### WRITTEN TASK 1
In the C/C++ memory usage guide, what formula gives the physical memory a process occupies?
### WRITTEN TASK 2
Continue the C/C++ memory usage guide from its last sentence.

### QUOTED TEXT
※

C/C++ Memory Usage Exceeds the Expectation

Fault Locating

Memory leak indicates that the heap memory that has been dynamically allocated in a program is not released or cannot be released due to certain reasons. As a result, the system memory is wasted, the program running speed slows down, or the system breaks down. The memory usage of the application mode and kernel mode keeps increasing. It is confirmed that the memory insufficiency is not caused by the virtual memory. The check whether memory leak occurs. Figure shows how to locate the fault.

Figure 1 Locating a C/C++ memory usage fault

Run the cat command to check the remaining memory of the system. If the total remaining memory keeps decreasing and cannot be restored, check whether memory leak occurs.

1	cat /proc/meminfo

MemTotal:       131084400 kB
MemFree:        18039732 kB
MemAvailable:   128007632 kB
Buffers:            3132 kB
Cached:         107111252 kB
SwapCached:            0 kB
Active:          3757036 kB
Inactive:       103812244 kB
Active(anon):     455888 kB
Inactive(anon):    21032 kB
Active(file):    3301148 kB
Inactive(file): 103791212 kB
Unevictable:           0 kB
Mlocked:               0 kB
SwapTotal:             0 kB
SwapFree:              0 kB
Dirty:                 0 kB
Writeback:             0 kB
AnonPages:        404036 kB
Mapped:           203740 kB
Shmem:             22024 kB
Slab:            4728332 kB
SReclaimable:    3858356 kB
SUnreclaim:       869976 kB
KernelStack:       17920 kB
PageTables:         9076 kB
NFS_Unstable:          0 kB
Bounce:                0 kB
WritebackTmp:          0 kB
CommitLimit:    65542200 kB
Committed_AS:    3760688 kB
VmallocTotal:   135290290112 kB
VmallocUsed:           0 kB
VmallocChunk:          0 kB
HardwareCorrupted:     0 kB
AnonHugePages:    149504 kB
ShmemHugePages:        0 kB
ShmemPmdMapped:        0 kB
HugePages_Total:       0
HugePages_Free:        0
HugePages_Rsvd:        0
HugePages_Surp:        0
Hugepagesize:       2048 kB

Parameter description:

MemFree: remaining memory
Slab: slab memory usage
SReclaimabl: reclaimable slab memory usage
SUnreclaim: unreclaimable slab memory usage

Run the top command and press M to sort the processes by memory usage. Check whether the non-virtual memory usage of the processes exceeds the expected value and determine the processes that occupy a large amount of memory.
- If yes, obtain the process IDs ($pid).
- If no, go to 5.
The default columns in the top command output are described as follows:
- VIRT (virtual memory usage): size of the virtual memory required by a process, including the libraries, code, and data used by the process. If the process applies for 100 MB memory but uses only 10 MB memory, the memory usage increases by 100 MB.
- RES (resident memory usage): size of the memory currently used by the process, excluding swap out. It contains the shared memory of other processes. If the process applies for 100 MB memory but uses only 10 MB memory, the memory usage increases by 10 MB, which is opposite to VIRT. In terms of memory usage of libraries, only memory occupied by loaded library files is counted.
- SHR (shared memory): shared memory of a process and the other processes. Although the process uses only functions of a few shared libraries, it contains the size of all the shared libraries. Calculate the size of the physical memory occupied by a process using the formula RES – SHR. After the swap-out, the shard memory value decreases.

※

### DATA SHOWN
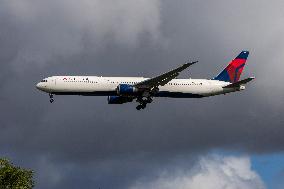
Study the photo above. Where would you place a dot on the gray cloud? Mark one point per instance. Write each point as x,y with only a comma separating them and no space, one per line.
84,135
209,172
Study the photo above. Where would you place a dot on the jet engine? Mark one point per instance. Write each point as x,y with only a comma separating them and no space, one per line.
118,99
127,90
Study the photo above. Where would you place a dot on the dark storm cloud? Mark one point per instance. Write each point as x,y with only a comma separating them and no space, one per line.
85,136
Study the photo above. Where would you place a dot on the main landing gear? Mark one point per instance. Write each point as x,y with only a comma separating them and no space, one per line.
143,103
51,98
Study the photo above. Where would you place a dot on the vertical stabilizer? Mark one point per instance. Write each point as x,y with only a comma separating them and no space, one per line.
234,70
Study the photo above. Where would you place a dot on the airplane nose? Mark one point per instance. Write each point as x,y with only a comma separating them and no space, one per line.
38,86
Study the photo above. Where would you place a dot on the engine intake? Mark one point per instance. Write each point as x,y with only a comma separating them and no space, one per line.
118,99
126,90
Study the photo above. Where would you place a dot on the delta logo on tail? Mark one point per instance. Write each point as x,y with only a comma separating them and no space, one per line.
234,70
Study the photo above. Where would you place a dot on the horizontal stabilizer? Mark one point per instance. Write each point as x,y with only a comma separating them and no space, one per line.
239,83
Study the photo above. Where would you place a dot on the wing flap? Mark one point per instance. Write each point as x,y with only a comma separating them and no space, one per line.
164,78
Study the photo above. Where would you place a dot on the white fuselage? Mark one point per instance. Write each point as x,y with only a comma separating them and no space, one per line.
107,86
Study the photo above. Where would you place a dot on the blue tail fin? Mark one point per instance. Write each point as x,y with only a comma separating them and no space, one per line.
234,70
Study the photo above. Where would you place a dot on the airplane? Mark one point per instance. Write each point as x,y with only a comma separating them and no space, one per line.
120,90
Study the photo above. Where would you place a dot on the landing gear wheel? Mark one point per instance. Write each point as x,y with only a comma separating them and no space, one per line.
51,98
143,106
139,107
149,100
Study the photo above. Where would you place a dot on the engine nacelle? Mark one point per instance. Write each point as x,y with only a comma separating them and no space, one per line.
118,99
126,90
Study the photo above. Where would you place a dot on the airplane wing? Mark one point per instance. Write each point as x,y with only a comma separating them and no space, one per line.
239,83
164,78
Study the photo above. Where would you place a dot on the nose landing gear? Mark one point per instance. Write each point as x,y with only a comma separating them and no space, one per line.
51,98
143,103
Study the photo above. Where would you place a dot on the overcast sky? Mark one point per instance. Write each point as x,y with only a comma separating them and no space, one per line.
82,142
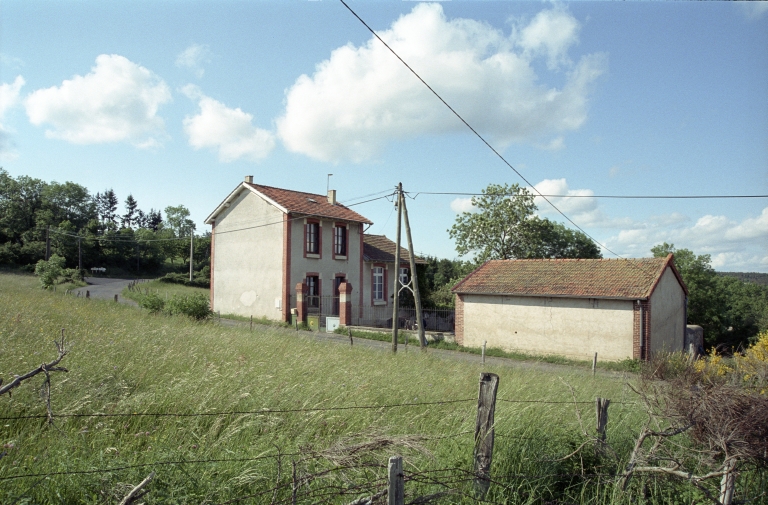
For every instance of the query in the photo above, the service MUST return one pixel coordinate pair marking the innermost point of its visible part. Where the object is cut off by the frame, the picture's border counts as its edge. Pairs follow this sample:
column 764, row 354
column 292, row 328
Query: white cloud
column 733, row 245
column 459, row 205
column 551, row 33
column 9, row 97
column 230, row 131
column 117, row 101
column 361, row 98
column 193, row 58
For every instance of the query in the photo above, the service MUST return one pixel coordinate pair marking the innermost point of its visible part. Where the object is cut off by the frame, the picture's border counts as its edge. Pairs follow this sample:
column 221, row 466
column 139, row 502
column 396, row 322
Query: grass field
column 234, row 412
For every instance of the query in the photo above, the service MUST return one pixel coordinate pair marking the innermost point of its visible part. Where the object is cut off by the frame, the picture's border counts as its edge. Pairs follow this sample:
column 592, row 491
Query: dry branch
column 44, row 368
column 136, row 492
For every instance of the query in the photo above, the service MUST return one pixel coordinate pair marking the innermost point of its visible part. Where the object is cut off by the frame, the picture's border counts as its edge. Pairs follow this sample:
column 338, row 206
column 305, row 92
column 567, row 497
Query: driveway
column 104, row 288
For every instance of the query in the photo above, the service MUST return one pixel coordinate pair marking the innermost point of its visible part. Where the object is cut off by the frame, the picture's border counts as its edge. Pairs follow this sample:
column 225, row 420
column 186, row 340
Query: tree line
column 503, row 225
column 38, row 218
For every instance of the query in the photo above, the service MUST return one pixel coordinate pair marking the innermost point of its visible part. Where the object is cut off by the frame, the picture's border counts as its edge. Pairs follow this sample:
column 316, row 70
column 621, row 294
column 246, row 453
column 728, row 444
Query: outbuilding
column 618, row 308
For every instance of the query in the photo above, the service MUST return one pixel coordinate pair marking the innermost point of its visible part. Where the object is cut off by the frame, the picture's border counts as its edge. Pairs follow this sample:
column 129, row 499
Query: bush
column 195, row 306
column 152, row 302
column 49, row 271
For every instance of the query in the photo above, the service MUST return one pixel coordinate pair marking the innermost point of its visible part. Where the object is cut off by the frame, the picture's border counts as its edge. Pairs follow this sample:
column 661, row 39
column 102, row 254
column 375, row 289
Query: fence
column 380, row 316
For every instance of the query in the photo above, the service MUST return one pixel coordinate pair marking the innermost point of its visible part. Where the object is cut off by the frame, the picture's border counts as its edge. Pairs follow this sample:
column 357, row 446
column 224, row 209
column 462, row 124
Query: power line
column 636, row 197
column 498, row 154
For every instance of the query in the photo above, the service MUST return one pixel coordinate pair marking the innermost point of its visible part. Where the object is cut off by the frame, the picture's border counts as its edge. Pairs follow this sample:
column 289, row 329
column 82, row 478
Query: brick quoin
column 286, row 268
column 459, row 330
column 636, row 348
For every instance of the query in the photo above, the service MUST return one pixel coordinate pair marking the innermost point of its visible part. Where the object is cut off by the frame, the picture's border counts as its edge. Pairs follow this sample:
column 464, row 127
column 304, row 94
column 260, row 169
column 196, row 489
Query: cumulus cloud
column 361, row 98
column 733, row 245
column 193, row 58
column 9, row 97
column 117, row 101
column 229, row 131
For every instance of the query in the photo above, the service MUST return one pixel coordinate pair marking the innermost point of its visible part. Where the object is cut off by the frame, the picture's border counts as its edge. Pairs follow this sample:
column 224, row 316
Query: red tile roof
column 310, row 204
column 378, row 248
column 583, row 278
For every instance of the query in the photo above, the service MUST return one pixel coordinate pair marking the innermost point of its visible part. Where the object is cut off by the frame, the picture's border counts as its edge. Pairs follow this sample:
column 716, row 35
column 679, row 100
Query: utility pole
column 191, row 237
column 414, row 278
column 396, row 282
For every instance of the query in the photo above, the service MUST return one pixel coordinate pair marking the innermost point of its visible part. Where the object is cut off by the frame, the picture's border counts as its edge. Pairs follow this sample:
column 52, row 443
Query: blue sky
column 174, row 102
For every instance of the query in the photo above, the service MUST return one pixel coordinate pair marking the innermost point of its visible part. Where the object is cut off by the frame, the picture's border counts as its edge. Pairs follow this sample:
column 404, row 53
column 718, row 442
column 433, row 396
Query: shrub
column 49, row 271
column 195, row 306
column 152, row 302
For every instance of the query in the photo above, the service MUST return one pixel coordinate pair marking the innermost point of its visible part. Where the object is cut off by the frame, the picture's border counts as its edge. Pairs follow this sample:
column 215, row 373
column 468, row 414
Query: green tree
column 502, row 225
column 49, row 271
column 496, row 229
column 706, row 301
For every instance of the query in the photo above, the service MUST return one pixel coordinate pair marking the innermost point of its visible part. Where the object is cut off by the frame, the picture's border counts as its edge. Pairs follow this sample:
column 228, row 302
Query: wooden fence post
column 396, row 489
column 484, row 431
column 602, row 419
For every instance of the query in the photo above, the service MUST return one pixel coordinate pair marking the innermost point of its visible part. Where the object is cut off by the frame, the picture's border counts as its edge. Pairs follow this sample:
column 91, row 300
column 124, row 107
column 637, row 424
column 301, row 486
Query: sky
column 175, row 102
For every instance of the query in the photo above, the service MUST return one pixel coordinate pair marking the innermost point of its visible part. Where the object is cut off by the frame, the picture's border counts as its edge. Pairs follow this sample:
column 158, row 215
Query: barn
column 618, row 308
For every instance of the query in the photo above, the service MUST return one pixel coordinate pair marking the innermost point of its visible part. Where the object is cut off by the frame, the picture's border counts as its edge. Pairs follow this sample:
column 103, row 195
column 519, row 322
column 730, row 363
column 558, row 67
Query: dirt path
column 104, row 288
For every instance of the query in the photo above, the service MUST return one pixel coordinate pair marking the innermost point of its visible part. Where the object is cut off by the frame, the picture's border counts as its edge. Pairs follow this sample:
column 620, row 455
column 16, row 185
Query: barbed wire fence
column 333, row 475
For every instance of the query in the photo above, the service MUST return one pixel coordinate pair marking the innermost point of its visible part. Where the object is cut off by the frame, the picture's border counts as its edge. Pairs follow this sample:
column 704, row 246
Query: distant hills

※

### TASK ANSWER 1
RES – SHR

### TASK ANSWER 2
- DATA: memory occupied by data. If it is not displayed in the top command output, press f to display it. The data space required by the program is actually used during the program running.
For details about top command parameters, see Top Commands.
Run the cat /proc/$pid/stat command to check whether the occupied physical memory exceeds the expected value.
Parameter description
- size: size of the virtual address space
- Resident: size of the physical memory that is being used
- Shared: number of shared pages
- Trs: size of the executable virtual memory of the program
- Lrs: size of the library for the virtual memory space mirrored to the task.
- Drs: size of the program data segment and user-mode stack
- dt: number of dirty pages (unit: pages)
Modify the code based on the code logic to ensure that the code for memory application and the code for memory release are paired.
- If the problem is resolved, integrate the modification into the code.
- If the problem persists, add the location information, and recompile and run the program.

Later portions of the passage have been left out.